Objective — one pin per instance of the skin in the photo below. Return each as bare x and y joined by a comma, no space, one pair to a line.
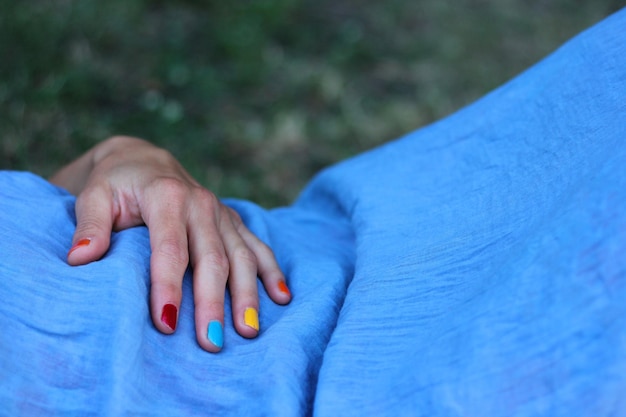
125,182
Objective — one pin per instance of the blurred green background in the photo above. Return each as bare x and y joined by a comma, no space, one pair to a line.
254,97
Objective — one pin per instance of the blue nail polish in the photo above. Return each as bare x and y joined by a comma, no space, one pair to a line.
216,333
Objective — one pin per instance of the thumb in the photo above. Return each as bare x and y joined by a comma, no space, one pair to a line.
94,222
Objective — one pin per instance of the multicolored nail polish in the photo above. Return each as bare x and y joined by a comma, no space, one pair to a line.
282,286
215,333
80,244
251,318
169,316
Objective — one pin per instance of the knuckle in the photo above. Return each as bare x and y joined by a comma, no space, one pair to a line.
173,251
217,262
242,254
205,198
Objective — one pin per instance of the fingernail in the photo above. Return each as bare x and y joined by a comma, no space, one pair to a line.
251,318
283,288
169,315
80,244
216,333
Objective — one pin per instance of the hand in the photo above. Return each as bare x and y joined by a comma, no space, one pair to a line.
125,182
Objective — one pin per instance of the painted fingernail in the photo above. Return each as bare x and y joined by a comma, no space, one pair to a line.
***
● **TASK TO CARRY OUT**
Copy the records word for word, starting at the line that contains "Objective — one pin per instance of the knuckle" and ending with the final line of the records.

● **FINAL RESULT**
Objective — one pin per instance of the knuckle in the photo above. Return each as bare x and y joined by a comma, no space, one pair to a line.
173,251
217,262
242,254
205,198
Objective — one pin per instance of the fingernail in the photo above. Return each as bare x and y joined by a comma, no space, one pair to a line.
251,318
283,288
169,315
80,244
216,333
Objective — one pin per instance of the hand in the photo above. Return each as bare x and y joined by a comma, no space, one pair to a line.
125,182
Objective — one pin per instance of the painted fingernail in the photo above. Return each as bare x and y joined by a comma, no space, one pair to a line.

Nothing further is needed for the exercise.